__WHAT TO WORK ON__: Don't copy the pictures; return every other part of the records exactly.

__Location labeling records__:

= = = = = = =

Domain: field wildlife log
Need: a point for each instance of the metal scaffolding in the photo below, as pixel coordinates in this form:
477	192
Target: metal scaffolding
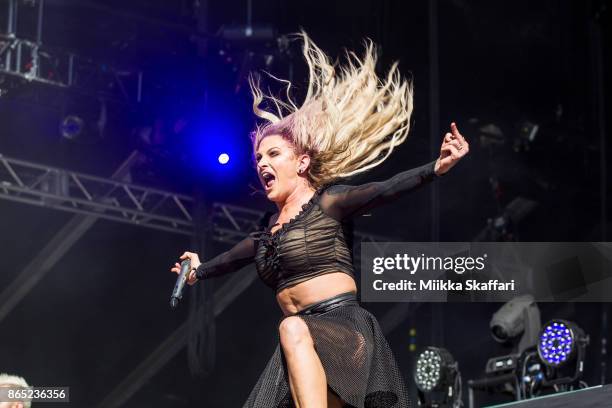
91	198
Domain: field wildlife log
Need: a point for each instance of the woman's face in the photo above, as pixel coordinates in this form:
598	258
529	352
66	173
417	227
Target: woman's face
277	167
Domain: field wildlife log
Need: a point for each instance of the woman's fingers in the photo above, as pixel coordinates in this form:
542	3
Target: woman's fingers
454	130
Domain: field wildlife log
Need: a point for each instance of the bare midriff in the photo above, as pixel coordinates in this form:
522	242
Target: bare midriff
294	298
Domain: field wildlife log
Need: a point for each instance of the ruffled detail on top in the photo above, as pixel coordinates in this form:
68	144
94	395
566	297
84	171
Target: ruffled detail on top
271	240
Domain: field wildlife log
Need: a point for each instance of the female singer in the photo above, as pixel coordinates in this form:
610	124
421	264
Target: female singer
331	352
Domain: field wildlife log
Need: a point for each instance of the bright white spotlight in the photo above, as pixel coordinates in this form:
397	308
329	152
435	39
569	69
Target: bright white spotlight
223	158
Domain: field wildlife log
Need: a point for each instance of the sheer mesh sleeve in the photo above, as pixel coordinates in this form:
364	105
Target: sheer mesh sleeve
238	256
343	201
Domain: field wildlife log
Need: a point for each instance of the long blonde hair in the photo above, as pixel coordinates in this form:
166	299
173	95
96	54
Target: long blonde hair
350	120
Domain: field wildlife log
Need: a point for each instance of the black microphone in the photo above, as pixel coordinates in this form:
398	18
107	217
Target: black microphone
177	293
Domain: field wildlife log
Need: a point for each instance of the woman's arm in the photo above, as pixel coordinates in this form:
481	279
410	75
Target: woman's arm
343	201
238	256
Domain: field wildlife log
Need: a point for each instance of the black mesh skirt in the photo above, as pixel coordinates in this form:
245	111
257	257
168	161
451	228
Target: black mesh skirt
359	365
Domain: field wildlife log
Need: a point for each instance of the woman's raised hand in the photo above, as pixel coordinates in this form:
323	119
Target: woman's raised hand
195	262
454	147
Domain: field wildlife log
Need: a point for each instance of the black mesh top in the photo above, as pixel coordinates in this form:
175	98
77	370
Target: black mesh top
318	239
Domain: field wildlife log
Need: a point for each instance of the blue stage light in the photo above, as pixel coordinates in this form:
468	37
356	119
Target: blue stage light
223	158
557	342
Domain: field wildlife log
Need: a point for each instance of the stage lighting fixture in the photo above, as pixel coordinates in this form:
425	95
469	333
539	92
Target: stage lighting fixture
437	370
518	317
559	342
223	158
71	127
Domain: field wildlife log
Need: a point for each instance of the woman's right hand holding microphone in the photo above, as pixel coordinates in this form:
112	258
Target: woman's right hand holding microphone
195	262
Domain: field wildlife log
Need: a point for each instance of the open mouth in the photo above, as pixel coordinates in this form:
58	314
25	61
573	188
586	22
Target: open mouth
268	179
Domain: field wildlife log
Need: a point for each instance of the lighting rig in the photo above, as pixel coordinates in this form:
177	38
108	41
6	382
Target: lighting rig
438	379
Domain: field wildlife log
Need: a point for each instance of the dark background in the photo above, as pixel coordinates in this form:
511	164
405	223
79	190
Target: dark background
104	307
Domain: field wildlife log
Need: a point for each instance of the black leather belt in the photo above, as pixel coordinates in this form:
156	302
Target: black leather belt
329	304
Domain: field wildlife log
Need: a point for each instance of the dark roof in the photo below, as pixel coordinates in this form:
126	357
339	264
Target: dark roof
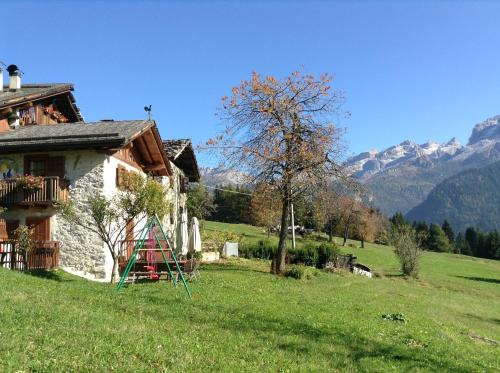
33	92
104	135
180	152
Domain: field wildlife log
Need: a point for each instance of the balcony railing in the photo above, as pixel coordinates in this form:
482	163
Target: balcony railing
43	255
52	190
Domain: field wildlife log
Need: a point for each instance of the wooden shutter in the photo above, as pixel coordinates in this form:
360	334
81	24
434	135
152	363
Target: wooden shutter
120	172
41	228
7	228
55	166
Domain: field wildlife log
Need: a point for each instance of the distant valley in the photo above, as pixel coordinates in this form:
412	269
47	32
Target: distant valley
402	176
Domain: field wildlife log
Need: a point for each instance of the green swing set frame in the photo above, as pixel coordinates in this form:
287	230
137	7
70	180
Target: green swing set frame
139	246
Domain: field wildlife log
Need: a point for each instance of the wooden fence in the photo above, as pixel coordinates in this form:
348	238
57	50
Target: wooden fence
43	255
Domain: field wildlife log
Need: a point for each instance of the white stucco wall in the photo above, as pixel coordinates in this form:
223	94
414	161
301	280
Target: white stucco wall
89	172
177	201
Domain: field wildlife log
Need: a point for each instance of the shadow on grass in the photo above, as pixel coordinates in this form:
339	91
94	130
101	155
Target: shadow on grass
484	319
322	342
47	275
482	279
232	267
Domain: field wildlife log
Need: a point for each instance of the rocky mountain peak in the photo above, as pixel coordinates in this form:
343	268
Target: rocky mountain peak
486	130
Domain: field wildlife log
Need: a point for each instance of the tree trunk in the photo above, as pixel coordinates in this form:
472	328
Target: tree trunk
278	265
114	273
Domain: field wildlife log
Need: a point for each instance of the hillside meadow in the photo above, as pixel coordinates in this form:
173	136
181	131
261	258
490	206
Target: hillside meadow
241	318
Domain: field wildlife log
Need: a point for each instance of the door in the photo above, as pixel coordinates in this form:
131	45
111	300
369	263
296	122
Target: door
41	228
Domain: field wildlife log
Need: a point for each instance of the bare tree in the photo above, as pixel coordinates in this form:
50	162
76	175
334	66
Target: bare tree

= = = = = = =

__SOLUTION BELOW__:
Domain: field wildlife log
Need: a point for each instance of the metal scaffolding in the photo below, as pixel coordinates in this form:
477	192
Target: metal scaffolding
91	198
Domain: field wildlife log
Need: a point for each instance of the woman's face in the photo above, as pixel coordinates in this form:
598	258
529	352
66	173
417	227
Target: woman's face
277	167
Domain: field wildlife log
Need: a point for each instance of the woman's fingers in the photo above, as pixel coordinates in this form:
542	3
Target: woman's fingers
454	130
Domain: field wildlife log
Need: a point for each instance of the bare midriff in the photo above, as pixel coordinates in this form:
522	242
Target: bare midriff
294	298
Domain: field wildlife log
Need: a point for each instance of the ruffled detail on top in the photo above, as pixel coordinates in this form:
68	144
94	395
566	297
84	171
Target: ruffled detail on top
271	240
Domain: field wildlife log
Need: a point for each instance of the female singer in the photo above, as pixel coordinates in this form:
610	124
421	264
Target: female singer
331	352
Domain: field wildlife log
Need: a point for each instance of the bright white spotlight in the photo above, as pixel coordinates in this form:
397	308
329	152
435	39
569	69
Target: bright white spotlight
223	158
Domain: field wildlife log
Need: a point for each instance of the sheer mesh sleeve in the photo above, as pixel coordinates in this form:
364	105
Target: sheer mesh sleeve
238	256
343	201
Domain: field wildlife log
Need: a point for each instance of the long blonde hair in the photo above, as pixel coordinates in this form:
166	299
173	95
96	54
Target: long blonde hair
350	120
Domain: field wildlife log
Need: a point for each instance of the black microphone in the photo above, as pixel coordinates in this form:
398	18
107	217
Target: black microphone
177	293
Domain: field wildlife log
Need: a point for each instance of the woman's arm in the photo above, as pixel coordinates in this form:
481	279
410	75
Target: woman's arm
343	201
238	256
Domain: field wildlife log
Need: a point for each instance of the black mesh skirt in the photo above, as pixel coordinates in this form:
245	111
257	257
168	161
451	228
Target: black mesh skirt
359	365
Domain: field wildlife log
Need: a point for each instance of the woman's raised hand in the photo above, as pixel coordinates in this form:
323	119
Target: woman's raised hand
195	262
454	147
Domain: field wildlife log
Need: a point for each instance of the black mesh top in the photo above, as pixel coordinates in this form:
175	98
77	370
Target: black mesh top
318	239
Domain: field wildlife log
Need: a point for each instance of the blue stage light in the photo above, as pixel coordinates in this form:
468	37
356	119
Target: blue stage light
223	158
557	342
Domain: field wildlife log
Need: a point for each instance of the stage lighting fixture in the photo above, as pixel coordinates in this form:
425	95
469	333
539	92
Target: stage lighting fixture
437	370
518	317
559	342
223	158
71	127
Domain: field wildlife log
Need: a point for each instance of the woman's right hand holding microphone in the photo above, as pixel coordinates in this form:
112	258
Target: woman's right hand holding microphone
195	262
Domain: field wildlife log
Need: a point for each instance of the open mouth in the photo above, as pixel coordinates in this form:
58	314
25	61
573	188
586	22
Target: open mouth
268	179
Domain: field wildlife log
Need: a point for each instance of the lighting rig in the photo above, as pixel coordinates in this form:
177	38
108	41
6	382
Target: lighting rig
438	379
Domain: field wildlife log
Need: a point for each instance of the dark background in the photo above, as pixel coordinates in this form:
511	164
405	223
79	190
Target: dark background
104	307
Domain: field wildlife log
Need: a point for each instance of the black leather belt in the photo above, as pixel coordinates in this form:
156	302
Target: black leather belt
329	304
Domain: field wildlife log
Need: a point for each instance of the dark roof in the photo below, as pixel coordinates in this form:
126	357
339	264
Target: dark roof
33	92
104	135
180	152
Domain: field wildlife log
Need: a point for each instance of the balcony railing in the photo above, as pixel coordinates in this form:
482	163
Target: balcony railing
43	255
52	190
Domain: field wildlife log
Need: a point for each instance of the wooden shutter in the photo above, as pixel coordinates in this form:
360	334
81	24
434	135
152	363
Target: wooden shutter
120	172
41	228
7	228
55	166
Domain: field wildlife log
Need: a point for each instance of the distant valley in the photo above, as pixel coordinates in this form:
412	269
47	32
Target: distant valley
402	176
Domain: field wildlife log
Need: a point for each instance of the green swing set frame in the photo above, as pixel coordinates in this form:
287	230
137	7
70	180
Target: green swing set frame
139	246
Domain: field wildlife log
Need: a point for each instance of the wooden fence in the photo above, as pixel coordinates in this form:
348	238
57	50
Target: wooden fence
43	255
Domain: field wildlife log
Need: a point for each instance of the white stucco wall in the photo above, as pixel coordinates in this form:
223	94
414	161
301	280
Target: white stucco wall
89	172
177	201
Domain: field wildlife log
Need: a point for each instance of the shadow on grass in the photo above, as pixel coordinates in this form:
339	91
94	130
101	155
Target: shadow on grass
484	319
322	342
47	275
482	279
232	267
Domain: field wildlife log
Need: a point for each instance of the rocky mountain peak in the photo above, as pixel coordinates in this form:
343	268
Target: rocky mountain peak
486	130
Domain: field wildlife log
Need: a point for each instance of the tree trunk in the photo above, as pixel coordinates in this form:
472	328
Target: tree trunk
278	265
114	273
Domain: field wildlife log
Need: a point for each instance of the hillside meadow in the photo above, as pixel coordinates in this form:
173	136
181	131
261	258
490	206
Target: hillside meadow
241	318
Domain: field wildlife log
Need: a point for each instance of the door in the photo above, as pixel coordinates in this form:
131	45
111	300
369	263
296	122
Target: door
41	228
Domain: field wildlife log
Need: a point for each instance of the bare tree in the photo above, as pixel coordinates in this form:
50	162
76	175
334	66
Target: bare tree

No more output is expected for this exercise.